**Stated problem:**
Gather every line in the entries below that contains the string "road" and copy each one out in full.

··· Entries supplied

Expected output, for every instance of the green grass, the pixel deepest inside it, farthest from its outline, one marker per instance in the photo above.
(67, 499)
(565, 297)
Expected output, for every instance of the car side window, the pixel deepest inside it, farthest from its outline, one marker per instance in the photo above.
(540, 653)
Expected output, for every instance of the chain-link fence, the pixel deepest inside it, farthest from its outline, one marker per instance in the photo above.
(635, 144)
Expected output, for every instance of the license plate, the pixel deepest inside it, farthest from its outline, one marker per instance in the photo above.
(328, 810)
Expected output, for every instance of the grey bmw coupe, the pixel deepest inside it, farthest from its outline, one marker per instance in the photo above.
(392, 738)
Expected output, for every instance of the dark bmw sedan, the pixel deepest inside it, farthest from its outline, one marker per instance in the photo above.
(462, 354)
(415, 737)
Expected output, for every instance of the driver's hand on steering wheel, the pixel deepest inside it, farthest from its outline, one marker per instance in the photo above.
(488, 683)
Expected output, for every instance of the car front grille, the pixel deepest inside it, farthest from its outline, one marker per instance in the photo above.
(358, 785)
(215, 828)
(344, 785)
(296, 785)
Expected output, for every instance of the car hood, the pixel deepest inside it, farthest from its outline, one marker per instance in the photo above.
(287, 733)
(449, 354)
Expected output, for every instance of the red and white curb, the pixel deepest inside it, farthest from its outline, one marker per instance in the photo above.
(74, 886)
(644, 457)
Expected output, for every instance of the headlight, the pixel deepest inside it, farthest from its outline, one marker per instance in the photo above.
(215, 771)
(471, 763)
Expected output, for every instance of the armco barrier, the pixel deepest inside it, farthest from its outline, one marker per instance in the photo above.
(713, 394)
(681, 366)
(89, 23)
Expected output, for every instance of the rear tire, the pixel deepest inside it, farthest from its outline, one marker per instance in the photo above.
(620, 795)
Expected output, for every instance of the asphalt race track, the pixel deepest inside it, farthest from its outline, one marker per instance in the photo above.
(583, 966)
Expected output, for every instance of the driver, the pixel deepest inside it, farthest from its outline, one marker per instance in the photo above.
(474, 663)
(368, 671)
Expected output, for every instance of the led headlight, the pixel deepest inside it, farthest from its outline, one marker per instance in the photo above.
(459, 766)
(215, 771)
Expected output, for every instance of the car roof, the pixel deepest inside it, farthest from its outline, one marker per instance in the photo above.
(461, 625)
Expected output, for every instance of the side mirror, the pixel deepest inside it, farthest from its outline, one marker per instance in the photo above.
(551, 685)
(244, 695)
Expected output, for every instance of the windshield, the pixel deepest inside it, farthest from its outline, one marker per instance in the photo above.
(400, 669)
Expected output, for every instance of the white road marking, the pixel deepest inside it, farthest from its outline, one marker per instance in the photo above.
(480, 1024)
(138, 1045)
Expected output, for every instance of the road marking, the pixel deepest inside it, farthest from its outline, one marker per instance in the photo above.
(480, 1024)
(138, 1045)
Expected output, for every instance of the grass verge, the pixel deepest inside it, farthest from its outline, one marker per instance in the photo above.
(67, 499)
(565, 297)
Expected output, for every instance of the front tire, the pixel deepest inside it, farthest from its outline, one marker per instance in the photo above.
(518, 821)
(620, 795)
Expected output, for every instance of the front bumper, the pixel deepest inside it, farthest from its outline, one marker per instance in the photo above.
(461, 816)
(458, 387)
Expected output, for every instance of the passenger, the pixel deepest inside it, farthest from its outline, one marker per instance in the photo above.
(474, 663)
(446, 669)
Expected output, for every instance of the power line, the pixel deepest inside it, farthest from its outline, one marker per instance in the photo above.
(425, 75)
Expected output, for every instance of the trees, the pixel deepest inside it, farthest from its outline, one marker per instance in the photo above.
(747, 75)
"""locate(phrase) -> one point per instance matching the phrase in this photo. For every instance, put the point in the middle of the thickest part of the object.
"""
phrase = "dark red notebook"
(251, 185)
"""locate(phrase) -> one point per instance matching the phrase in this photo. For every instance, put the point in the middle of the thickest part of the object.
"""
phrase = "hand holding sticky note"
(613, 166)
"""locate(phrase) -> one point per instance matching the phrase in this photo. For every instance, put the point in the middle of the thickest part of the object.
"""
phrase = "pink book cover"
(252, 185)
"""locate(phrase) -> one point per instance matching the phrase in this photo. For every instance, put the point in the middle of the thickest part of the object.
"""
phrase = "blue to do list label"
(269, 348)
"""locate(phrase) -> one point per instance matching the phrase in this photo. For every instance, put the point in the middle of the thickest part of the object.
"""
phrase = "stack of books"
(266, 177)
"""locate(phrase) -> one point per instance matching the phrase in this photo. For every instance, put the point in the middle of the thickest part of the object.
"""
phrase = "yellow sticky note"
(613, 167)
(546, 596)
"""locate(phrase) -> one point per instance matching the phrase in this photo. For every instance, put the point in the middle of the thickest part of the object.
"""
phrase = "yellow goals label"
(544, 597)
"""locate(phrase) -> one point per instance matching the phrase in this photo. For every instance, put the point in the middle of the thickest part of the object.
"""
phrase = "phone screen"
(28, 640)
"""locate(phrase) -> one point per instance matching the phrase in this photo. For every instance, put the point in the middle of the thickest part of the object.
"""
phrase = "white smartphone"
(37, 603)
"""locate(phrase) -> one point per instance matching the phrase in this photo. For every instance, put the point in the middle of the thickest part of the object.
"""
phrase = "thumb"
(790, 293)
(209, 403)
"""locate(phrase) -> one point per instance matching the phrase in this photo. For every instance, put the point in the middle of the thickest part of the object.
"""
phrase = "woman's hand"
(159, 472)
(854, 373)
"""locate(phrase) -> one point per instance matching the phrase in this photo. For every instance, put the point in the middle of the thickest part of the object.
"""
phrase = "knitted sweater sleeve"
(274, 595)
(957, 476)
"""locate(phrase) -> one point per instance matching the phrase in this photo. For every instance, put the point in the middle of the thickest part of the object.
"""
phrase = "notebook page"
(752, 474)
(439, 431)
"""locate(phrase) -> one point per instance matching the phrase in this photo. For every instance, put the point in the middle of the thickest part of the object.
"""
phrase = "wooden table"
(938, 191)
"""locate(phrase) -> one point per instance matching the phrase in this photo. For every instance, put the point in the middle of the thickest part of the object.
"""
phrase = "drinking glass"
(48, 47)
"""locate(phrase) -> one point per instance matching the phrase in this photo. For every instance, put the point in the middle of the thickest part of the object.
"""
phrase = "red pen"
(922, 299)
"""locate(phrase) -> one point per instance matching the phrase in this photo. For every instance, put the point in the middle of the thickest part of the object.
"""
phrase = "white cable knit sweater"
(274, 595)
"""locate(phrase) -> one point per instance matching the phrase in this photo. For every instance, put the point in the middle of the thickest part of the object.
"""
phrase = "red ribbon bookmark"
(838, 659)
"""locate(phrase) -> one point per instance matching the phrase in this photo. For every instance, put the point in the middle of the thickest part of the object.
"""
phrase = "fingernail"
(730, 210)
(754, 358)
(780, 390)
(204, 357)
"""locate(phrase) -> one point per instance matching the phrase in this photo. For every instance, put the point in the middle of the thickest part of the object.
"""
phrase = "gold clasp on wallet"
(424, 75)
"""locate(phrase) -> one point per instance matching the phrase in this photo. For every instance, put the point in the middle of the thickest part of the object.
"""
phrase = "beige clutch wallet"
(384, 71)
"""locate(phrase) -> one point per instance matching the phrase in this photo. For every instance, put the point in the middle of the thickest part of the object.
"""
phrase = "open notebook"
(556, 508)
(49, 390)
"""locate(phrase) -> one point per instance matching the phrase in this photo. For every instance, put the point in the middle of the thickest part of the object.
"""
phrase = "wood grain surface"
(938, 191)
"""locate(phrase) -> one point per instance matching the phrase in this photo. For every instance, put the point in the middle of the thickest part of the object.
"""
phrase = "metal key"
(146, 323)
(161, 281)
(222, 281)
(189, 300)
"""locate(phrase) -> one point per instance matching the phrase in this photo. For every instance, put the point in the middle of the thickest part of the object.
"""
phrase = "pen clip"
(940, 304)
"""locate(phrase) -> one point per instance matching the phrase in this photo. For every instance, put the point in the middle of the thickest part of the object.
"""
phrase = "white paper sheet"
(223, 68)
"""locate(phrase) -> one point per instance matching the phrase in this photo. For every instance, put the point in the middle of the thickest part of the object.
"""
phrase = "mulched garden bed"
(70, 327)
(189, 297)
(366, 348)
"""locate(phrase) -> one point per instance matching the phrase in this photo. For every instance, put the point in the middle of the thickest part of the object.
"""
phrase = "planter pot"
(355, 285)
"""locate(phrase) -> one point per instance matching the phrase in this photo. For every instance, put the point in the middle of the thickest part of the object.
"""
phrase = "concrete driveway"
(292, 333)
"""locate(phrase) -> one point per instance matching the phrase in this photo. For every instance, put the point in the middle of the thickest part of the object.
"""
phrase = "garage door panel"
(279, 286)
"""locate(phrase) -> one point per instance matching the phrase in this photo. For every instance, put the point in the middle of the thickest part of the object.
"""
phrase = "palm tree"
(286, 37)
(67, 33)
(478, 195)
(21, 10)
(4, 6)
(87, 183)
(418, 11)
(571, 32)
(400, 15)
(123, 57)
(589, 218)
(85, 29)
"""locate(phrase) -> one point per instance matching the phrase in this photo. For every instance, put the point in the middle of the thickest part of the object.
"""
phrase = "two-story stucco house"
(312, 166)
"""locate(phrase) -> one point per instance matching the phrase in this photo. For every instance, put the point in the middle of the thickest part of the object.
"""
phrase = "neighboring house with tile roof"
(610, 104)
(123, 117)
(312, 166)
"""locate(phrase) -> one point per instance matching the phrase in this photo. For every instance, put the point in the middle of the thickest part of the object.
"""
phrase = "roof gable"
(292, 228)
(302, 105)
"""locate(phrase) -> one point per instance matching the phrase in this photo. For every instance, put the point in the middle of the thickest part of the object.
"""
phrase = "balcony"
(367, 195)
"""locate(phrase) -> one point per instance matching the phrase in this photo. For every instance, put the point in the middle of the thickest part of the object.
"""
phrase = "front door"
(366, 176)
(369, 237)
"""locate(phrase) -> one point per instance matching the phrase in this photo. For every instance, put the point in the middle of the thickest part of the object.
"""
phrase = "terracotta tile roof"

······

**Final result:**
Expected output, for every instance of the white road marking, the pixel deepest inside it, farthest from its outline, one marker per instance in the photo above.
Expected output, for every instance of the road marking, the pixel deepest inside it, farthest from its outline, one marker per instance in the photo above.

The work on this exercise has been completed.